GIVEN INSTRUCTION 1:
Answer these questions using the passage on the German Left Party merger.
(a) Who did the delegates elect as joint leaders?
(b) What share of the vote did the two parties take in the 2005 federal election?
(c) How many delegates heard Lafontaine's speech?
GIVEN INSTRUCTION 2:
Duplicate the passage on the German Left Party merger word for word, between "Delegates elected Lothar" and "than 700 delegates.", inclusive.
GIVEN INSTRUCTION 3:
Pick up the news passage about the German Left Party merger after its final sentence and keep writing it.

SOURCE PASSAGE:
----
A conference Saturday completed the merger of the Left Party, the successor to the former East German communists, and Election Alternative — Work and Social Justice, a western-based group of ex-Social Democrats alienated by former Chancellor Gerhard Schroeder's economic reforms.
Delegates elected Lothar Bisky, a veteran eastern ex-communist, and Oskar Lafontaine, a former chairman of the Social Democrats who fell out bitterly with Schroeder and left his party for the Election Alternative, as joint leaders.
The two parties ran together in the 2005 federal election, taking 8.7 percent of the vote, entering parliament as the second-biggest opposition group and draining support from the Social Democrats. In a regional election in Bremen last month, they won their first seats in a western German state legislature.
"We can become much stronger," Lafontaine said in a combative speech to more than 700 delegates.
"We are the party of the social state," he said, charging that German leaders' reform efforts over recent years "have destroyed a secure social state that gives many in Germany support and security."
----
EXTRACTED DATA:
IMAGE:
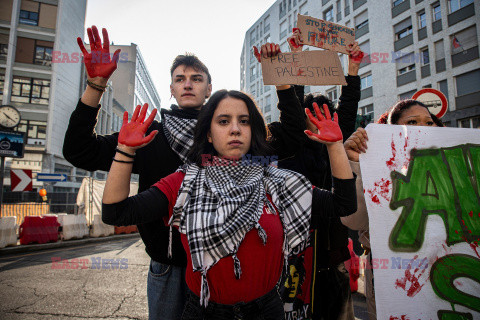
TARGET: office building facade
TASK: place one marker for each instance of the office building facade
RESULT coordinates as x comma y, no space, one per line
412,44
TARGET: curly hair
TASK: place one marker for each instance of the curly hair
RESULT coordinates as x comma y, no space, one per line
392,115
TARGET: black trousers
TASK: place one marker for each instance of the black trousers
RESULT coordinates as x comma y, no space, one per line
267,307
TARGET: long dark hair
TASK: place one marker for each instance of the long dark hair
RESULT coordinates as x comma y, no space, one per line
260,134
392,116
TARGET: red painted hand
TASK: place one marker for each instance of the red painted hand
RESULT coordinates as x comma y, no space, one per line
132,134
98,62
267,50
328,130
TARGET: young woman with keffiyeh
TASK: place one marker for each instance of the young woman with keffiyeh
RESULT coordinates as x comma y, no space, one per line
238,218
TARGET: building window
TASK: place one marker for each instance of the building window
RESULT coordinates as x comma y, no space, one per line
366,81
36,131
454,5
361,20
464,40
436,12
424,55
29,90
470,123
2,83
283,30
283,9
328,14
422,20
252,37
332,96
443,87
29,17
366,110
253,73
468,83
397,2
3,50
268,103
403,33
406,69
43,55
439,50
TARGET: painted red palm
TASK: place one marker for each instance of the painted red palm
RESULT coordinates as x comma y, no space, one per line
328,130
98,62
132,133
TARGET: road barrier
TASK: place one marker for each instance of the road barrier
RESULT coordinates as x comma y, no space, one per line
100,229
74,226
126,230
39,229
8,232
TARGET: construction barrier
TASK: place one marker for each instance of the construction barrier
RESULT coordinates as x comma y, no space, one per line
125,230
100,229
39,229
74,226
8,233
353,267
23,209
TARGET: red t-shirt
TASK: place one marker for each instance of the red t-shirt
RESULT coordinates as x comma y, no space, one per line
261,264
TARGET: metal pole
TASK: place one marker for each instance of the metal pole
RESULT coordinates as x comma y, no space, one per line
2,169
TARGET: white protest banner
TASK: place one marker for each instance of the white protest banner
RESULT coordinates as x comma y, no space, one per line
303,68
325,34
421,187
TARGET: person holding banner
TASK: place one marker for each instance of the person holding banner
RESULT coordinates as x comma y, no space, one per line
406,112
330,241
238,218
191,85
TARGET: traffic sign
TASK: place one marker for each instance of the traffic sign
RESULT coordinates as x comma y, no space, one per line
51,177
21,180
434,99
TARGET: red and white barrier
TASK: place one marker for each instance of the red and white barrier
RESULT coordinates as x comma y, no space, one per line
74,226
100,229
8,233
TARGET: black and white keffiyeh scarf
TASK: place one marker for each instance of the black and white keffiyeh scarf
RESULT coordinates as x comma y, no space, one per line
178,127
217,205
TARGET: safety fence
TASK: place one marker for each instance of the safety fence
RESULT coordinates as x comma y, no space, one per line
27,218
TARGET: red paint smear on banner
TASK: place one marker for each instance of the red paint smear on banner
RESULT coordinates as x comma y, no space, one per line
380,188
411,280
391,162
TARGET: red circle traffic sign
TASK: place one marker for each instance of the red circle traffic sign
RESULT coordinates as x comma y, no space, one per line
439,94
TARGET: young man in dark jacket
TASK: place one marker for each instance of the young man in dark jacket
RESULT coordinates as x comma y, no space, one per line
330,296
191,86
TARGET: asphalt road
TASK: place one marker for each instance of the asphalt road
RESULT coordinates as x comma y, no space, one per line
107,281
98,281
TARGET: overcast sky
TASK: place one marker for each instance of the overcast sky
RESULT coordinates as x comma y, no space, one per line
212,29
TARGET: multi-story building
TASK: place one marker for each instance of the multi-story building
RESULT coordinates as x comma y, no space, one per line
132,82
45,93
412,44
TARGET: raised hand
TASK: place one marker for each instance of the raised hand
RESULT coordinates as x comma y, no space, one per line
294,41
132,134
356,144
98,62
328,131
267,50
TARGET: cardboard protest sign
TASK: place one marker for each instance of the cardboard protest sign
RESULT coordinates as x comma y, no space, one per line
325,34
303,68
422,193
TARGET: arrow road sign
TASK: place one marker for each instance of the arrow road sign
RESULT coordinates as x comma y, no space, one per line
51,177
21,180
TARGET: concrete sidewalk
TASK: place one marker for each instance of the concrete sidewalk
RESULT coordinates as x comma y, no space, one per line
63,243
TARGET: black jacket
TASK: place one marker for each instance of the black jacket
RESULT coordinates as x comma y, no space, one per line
----
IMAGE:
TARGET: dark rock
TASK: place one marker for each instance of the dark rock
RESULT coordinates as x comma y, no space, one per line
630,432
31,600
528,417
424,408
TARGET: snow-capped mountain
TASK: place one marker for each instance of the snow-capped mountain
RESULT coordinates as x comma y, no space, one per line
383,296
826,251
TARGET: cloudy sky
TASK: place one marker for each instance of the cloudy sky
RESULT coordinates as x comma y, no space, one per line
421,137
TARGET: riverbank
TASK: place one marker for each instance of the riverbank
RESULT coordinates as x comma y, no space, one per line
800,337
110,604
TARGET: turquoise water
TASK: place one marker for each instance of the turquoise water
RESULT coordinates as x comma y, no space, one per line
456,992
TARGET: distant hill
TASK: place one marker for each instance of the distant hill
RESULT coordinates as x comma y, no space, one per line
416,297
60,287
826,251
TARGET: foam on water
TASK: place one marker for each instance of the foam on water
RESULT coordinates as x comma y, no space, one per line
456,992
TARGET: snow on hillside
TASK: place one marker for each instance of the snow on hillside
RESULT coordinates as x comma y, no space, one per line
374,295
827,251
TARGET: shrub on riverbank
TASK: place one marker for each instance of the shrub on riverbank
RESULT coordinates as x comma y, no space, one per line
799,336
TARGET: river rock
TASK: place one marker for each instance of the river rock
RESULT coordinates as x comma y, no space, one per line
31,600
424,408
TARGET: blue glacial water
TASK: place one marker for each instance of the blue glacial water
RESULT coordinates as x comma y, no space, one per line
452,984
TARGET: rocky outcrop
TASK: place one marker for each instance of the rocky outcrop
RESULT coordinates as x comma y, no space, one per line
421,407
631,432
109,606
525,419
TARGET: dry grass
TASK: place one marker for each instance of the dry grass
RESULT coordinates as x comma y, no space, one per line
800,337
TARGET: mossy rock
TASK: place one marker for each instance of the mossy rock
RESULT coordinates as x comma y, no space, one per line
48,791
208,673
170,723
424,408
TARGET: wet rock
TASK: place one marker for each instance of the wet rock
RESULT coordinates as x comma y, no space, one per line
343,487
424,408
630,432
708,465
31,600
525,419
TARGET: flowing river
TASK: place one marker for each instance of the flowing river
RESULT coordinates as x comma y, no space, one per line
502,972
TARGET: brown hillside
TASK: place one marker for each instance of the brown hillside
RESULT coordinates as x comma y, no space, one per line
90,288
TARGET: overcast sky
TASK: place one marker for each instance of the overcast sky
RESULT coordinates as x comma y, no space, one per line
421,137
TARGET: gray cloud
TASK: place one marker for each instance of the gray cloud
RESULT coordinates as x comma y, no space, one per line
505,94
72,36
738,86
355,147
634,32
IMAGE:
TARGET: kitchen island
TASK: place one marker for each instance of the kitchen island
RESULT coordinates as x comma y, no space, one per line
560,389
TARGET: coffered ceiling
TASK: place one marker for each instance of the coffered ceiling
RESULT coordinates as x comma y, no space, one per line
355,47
----
EXERCISE RESPONSE 1:
(a) Lothar Bisky and Oskar Lafontaine
(b) 8.7 percent
(c) More than 700

EXERCISE RESPONSE 2:
Delegates elected Lothar Bisky, a veteran eastern ex-communist, and Oskar Lafontaine, a former chairman of the Social Democrats who fell out bitterly with Schroeder and left his party for the Election Alternative, as joint leaders.
The two parties ran together in the 2005 federal election, taking 8.7 percent of the vote, entering parliament as the second-biggest opposition group and draining support from the Social Democrats. In a regional election in Bremen last month, they won their first seats in a western German state legislature.
"We can become much stronger," Lafontaine said in a combative speech to more than 700 delegates.

EXERCISE RESPONSE 3:
Chancellor Angela Merkel's left-right "grand coalition" has built on efforts by Schroeder's center-left government to trim expensive welfare comforts, for example by pushing through a gradual increase in the retirement age to 67 from 65.
"There must be a new force, The Left, which says, 'yes, we want to restore the social state,'" Lafontaine said.
The party leader also hammered home its strongly pacifist stance, which includes calls for the withdrawal of German troops from Afghanistan.
"One cannot fight terrorism if one doesn't know what it is," Lafontaine said. "If we say that terrorism is the illegal killing of people to achieve political aims, then the double standards of the West must be ended — then (U.S. President George W.) Bush and (British Prime Minister Tony) Blair and many others who have to answer for wars in violation of international law also are terrorists."
"We are the new force that wants to reintroduce international law to German foreign policy," he said.
However, the chances of The Left having a say in governing Germany in the foreseeable future look very thin.
Lafontaine arouses strong antipathy among Social Democrats, whose leaders have said they will not contemplate a federal coalition with the party even as they struggle to energize left-wing supporters as part of the conservative Merkel's government.
Social Democratic Foreign Minister Frank-Walter Steinmeier said in an interview with the Bild am Sonntag newspaper that his party "must take the Left party very seriously."
"We must take up the gauntlet ... we have the better arguments," he was quoted as saying. "Lafontaine's promises can only work if one builds a wall around the whole of Germany and shields it from the rest of the world."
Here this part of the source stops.